WHAT YOU NEED TO DO:
Pictures stay out of the copy; set down each line of the listing below exactly.

PROVIDED MATERIAL:
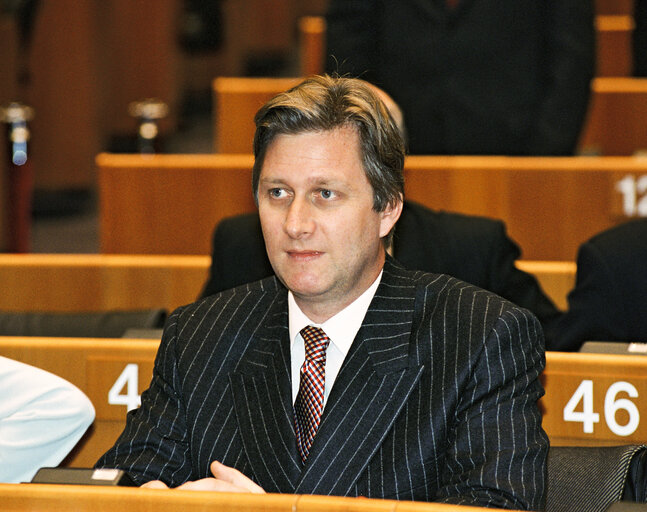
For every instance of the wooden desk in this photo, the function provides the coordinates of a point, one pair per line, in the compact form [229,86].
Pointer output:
[99,282]
[616,117]
[550,205]
[94,366]
[602,394]
[614,49]
[236,101]
[169,204]
[113,372]
[312,45]
[58,498]
[557,278]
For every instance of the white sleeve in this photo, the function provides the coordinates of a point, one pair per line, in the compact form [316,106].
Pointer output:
[42,417]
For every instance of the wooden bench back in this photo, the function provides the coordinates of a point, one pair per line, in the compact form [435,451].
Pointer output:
[99,282]
[170,204]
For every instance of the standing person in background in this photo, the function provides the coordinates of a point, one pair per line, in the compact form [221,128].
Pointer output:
[473,76]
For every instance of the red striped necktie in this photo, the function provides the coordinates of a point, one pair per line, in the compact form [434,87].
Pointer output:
[309,403]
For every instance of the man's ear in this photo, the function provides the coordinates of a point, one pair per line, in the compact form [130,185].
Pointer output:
[389,216]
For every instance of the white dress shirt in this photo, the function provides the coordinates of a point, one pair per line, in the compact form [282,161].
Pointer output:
[41,419]
[341,329]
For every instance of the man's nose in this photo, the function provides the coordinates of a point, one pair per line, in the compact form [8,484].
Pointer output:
[299,221]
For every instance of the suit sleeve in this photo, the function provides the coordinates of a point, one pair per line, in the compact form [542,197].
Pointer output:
[570,67]
[498,451]
[514,284]
[154,444]
[351,37]
[592,304]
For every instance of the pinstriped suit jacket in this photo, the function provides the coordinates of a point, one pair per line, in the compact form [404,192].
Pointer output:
[436,400]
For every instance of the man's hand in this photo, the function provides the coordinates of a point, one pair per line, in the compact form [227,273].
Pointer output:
[225,479]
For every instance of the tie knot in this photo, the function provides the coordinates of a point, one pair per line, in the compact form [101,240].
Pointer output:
[315,341]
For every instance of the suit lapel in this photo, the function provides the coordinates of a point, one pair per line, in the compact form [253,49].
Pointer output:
[262,400]
[372,387]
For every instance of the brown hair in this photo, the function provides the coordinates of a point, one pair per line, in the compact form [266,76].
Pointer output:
[322,103]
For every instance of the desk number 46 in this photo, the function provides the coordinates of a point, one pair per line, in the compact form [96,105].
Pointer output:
[584,394]
[129,379]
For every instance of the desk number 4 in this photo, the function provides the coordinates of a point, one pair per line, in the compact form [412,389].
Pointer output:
[588,418]
[128,379]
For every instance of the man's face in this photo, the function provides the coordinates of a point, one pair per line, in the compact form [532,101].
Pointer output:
[316,208]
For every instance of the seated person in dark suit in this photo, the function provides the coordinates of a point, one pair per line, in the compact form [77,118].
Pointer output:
[610,294]
[473,249]
[344,373]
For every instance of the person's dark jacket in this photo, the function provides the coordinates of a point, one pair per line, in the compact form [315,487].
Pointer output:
[609,300]
[487,77]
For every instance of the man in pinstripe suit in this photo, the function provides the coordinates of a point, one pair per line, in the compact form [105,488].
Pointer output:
[435,381]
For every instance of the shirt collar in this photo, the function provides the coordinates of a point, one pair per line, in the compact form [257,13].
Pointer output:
[341,328]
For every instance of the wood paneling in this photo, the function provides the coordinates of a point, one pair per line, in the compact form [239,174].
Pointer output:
[610,381]
[99,282]
[236,101]
[169,204]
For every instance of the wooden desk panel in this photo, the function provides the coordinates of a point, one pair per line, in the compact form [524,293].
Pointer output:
[94,366]
[99,282]
[550,205]
[58,498]
[616,118]
[614,49]
[169,204]
[557,278]
[236,101]
[98,366]
[312,45]
[606,392]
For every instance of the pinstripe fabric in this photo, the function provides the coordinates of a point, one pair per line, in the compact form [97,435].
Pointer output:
[436,399]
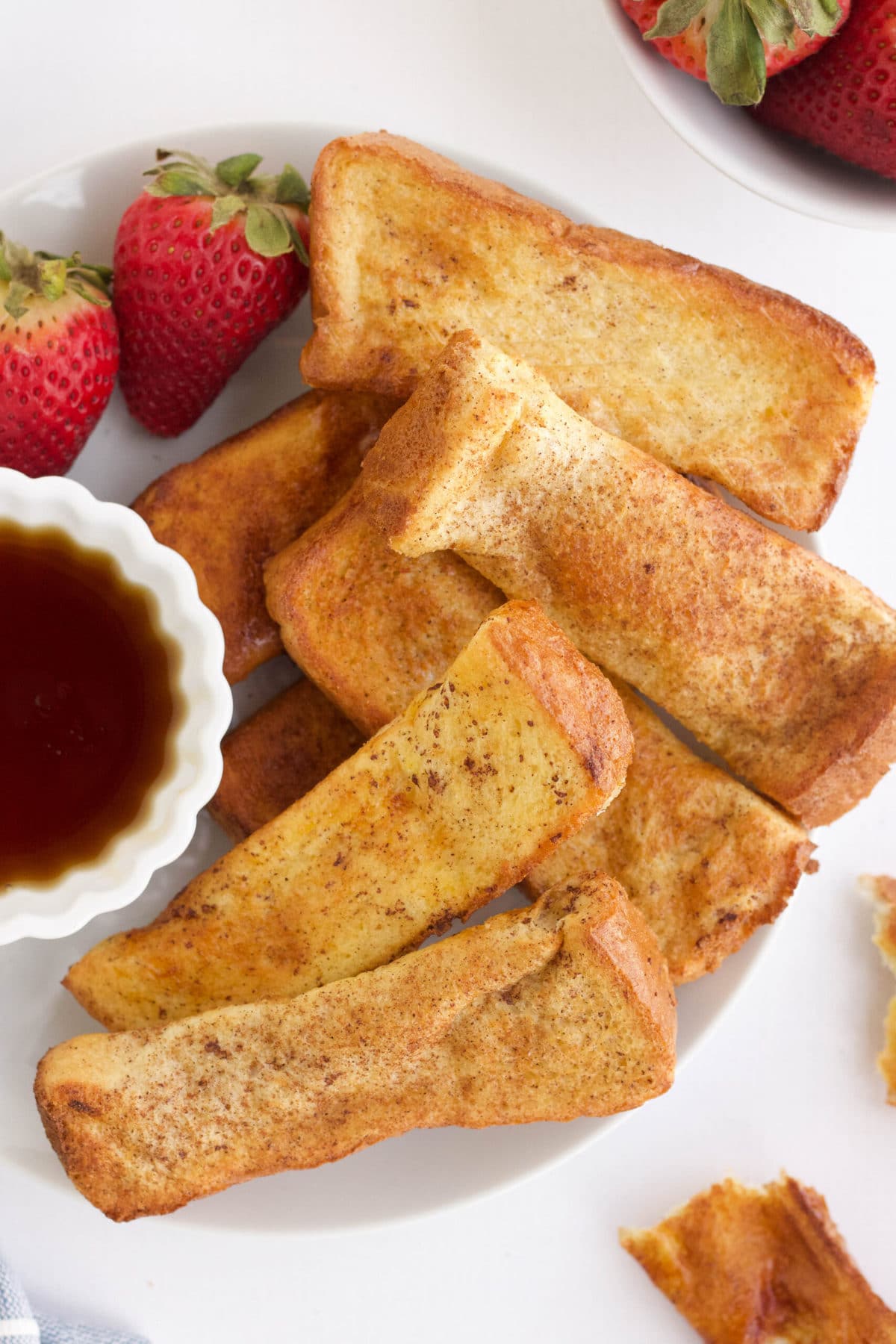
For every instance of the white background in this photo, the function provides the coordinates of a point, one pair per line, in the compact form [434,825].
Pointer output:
[788,1078]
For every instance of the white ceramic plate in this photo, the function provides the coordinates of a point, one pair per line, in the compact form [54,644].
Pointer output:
[78,206]
[782,169]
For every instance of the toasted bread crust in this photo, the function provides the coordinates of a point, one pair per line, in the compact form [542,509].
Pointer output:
[763,1263]
[247,497]
[777,660]
[883,893]
[370,626]
[706,370]
[277,756]
[550,1014]
[444,809]
[703,858]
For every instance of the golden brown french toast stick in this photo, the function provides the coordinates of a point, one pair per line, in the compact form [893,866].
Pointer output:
[709,373]
[247,497]
[368,625]
[277,756]
[703,858]
[551,1012]
[883,893]
[447,806]
[781,663]
[768,1263]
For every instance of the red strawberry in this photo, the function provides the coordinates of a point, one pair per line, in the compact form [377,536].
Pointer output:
[735,45]
[845,99]
[207,262]
[58,358]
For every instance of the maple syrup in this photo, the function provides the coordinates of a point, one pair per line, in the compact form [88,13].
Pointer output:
[87,702]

THE SOLUTION:
For every instance of the wooden desk in this photo, the function provides the coordinates of a point, one pair per line, in the compact form [229,86].
Pointer output:
[99,282]
[616,117]
[550,205]
[94,366]
[602,394]
[614,49]
[236,101]
[169,204]
[113,372]
[312,45]
[58,498]
[557,278]
For every instance of the white sleeve in this photo, the function provides the coordinates of a point, one pair per line, in the compact form [316,106].
Pointer output:
[42,417]
For every instance of the wooden bench back in this photo, the function provides the coordinates of a point, one pair per line, in the compact form [435,451].
Pointer output:
[99,282]
[170,204]
For every instance of the standing person in background in this photo, the function provides the coordinates of a point, one pair per line, in the compact form [221,128].
Pointer output:
[473,76]
For every instance of the red striped necktie in this photo, the function provides the coordinates of a point, one pair per line, in the compact form [434,87].
Pointer output:
[309,403]
For every instance of the man's ear in this photo, the function provides the coordinates of a point, one pair per line, in the compact form [130,185].
Pointer output:
[389,216]
For every instance of the white dress shirt in this photo, the function provides the coordinates of a point, one pair per line, in the compact form [282,161].
Pointer output:
[41,419]
[341,329]
For every instance of the man's nose in this photo, the function provides the coordinates of a point, one pair per line, in the compact form [8,484].
Pointer output:
[299,221]
For every instance of the suit sleeve in this photo, the function provides the coordinates of a point, one pair per line, in the compact form [542,197].
Pointer output:
[570,67]
[498,451]
[514,284]
[154,444]
[351,37]
[592,304]
For every instance of the pinstriped suit jacket in this photo, the function provides the coordinates of a point, one pair per line, in the compact form [404,192].
Pointer output:
[436,400]
For every instance of the man's hand in this photo, the function provides the coordinates of a point, one pair per line, in the compact form [227,273].
Pointer output:
[225,479]
For every instance of the tie knot in this photo, the function provides the coordinates of a point, one pair per line, in the compact form [101,240].
Pointer output:
[315,341]
For every instance of the suit lapel in this photo, the function provides the coordinates of a point, one pair per line, in the compact form [253,49].
Pointer output:
[262,400]
[372,387]
For every instance of the brown hair in this photo, the function provides the coordinates of a point, one pair per line, in the compact form [266,76].
Pointer output:
[322,103]
For every instance of the desk number 46 in this photo, the function provides the coordinates of a point, one pair per line, in the compact form [96,105].
Pointer output:
[584,394]
[129,379]
For every instance of the desk number 4 in this photo, the function provides the coordinates of a point, one pair per line, in the compact form [412,389].
Pointer output:
[588,418]
[128,379]
For every instance of the man's face in this photo, the function provides the coordinates of a point, one pair per line, in the compact form [532,101].
Pointer output:
[316,208]
For every instance of the seated person in dark suit in this photo, the function provides the coordinates of a point, one pair per line, in the compact form [77,118].
Pointer output:
[610,294]
[473,249]
[344,373]
For every instance of the person's dark jacket in this photo, the function provides the coordinates of a point, one pair per line, in the compact form [315,487].
Pointer output:
[609,300]
[487,77]
For every instance of the man in pinstripe suit in this photo, the function provides the coordinates of a point, one pair per line, in the compact form [105,488].
Pointer output:
[435,381]
For every instance of the shirt collar in this photo, the function provides the coordinates of a point, one pair per line, in the compact form [257,13].
Pointer output:
[341,328]
For every instance of the wood paneling in this photo, the function provides the coordinates of a point, one pair per line, in the compact form [239,174].
Pointer output:
[610,381]
[99,282]
[236,101]
[169,204]
For every instance of the wooden desk panel in this photo, the function provides the coordinates of a point, one pair per line, in the compact form [524,293].
Pointer output:
[94,366]
[99,282]
[550,205]
[58,498]
[616,118]
[614,49]
[169,204]
[557,278]
[236,101]
[98,366]
[312,45]
[606,392]
For every instance of the pinstripe fabric in this photo, the function provides the coordinates of a point, one pair per line, in the compact form [97,435].
Pointer output:
[436,399]
For every instance of the white background in this photo, the function provides the coordinates of a point, one pair per line, in the compact form [434,825].
Pointer output:
[788,1078]
For every instance of the white ceramic plate in this photo, the function provides the coordinates of a point, one pair per line, in the compact form [54,644].
Pointer output:
[78,206]
[782,169]
For every instance of the toasted bread crust in this photo, the function provides the coordinates of a point, one pair per line, in the compact form [542,509].
Pointer output:
[763,1263]
[247,497]
[777,660]
[883,893]
[370,626]
[706,370]
[277,756]
[550,1014]
[444,809]
[703,858]
For every instance of the golden brown french toast stick in this photo, the function provides the coordinates of a point, one pair per line, in the compact form [893,866].
Pointer output:
[709,373]
[247,497]
[368,625]
[277,756]
[703,858]
[551,1012]
[883,893]
[447,806]
[781,663]
[768,1263]
For every instance of the red strawberry in this photo, the function provides the coordinates of a point, one pair per line, in the compact form [377,536].
Pointer output:
[735,45]
[845,99]
[207,262]
[58,358]
For every instance of the maple syrup in this photo, the function provides the coordinates of a point, one pair per line, in the compact form [88,13].
Pointer output:
[87,702]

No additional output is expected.